# START OF The data

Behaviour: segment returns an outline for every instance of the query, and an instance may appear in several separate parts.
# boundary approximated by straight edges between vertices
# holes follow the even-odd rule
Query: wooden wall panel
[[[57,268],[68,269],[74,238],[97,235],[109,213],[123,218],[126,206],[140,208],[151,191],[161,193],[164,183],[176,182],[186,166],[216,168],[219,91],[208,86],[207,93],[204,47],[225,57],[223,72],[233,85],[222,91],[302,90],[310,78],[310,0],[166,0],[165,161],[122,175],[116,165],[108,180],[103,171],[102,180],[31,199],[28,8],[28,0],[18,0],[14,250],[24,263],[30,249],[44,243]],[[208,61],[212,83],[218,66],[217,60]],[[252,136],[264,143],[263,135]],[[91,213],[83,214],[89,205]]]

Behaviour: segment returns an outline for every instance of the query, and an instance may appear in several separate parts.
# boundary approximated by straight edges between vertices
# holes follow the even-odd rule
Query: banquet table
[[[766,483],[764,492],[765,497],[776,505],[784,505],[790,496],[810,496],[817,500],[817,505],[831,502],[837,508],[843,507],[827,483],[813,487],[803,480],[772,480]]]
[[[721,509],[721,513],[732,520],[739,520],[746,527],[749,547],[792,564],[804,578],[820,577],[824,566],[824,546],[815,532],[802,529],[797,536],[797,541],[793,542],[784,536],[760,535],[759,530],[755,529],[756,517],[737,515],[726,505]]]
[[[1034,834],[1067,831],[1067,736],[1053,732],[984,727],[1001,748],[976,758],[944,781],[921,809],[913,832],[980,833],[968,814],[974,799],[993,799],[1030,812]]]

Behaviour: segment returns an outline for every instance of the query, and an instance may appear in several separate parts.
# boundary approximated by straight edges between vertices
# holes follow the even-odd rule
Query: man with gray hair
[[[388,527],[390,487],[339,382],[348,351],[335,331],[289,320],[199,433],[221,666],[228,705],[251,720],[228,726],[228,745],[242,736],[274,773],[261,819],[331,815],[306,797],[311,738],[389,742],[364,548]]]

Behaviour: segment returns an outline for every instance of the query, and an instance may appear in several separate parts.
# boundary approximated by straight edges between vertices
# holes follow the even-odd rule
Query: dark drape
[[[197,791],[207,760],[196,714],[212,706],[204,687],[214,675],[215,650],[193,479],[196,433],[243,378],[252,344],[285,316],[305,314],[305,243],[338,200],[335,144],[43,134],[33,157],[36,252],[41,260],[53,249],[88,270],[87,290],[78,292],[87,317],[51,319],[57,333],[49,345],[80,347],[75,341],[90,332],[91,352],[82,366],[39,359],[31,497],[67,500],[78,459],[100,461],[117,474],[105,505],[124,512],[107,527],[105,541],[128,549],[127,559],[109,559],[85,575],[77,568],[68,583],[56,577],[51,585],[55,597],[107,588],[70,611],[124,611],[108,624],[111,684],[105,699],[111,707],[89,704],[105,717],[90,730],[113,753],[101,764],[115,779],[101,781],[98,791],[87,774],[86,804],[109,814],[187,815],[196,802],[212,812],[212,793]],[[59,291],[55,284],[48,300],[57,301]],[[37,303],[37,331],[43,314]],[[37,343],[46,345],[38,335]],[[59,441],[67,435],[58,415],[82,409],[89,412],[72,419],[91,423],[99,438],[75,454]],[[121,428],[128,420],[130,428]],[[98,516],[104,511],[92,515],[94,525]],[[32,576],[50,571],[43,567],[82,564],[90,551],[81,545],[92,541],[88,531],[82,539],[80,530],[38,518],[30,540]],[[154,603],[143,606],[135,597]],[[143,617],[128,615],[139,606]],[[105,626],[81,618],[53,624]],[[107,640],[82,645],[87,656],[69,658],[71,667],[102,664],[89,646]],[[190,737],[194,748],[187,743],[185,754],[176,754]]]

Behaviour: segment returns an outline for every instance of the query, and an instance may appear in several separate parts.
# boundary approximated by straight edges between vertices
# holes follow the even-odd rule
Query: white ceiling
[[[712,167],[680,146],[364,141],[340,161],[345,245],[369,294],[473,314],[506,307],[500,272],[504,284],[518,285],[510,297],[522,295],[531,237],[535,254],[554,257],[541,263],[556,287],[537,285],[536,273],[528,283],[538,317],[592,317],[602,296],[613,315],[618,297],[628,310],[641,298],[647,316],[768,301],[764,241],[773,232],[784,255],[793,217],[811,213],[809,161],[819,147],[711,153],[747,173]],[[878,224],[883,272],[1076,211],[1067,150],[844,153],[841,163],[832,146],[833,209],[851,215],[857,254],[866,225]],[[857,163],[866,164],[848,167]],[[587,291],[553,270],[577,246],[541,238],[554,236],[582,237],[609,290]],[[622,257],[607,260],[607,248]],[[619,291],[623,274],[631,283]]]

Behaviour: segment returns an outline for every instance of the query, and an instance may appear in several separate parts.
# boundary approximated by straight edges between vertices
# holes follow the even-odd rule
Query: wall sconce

# END OF The data

**Short task**
Count how many lines of the material above contain the string "wall", treating uppercase and lowercase letters as different. Reply with only the number.

**Solution to this task**
2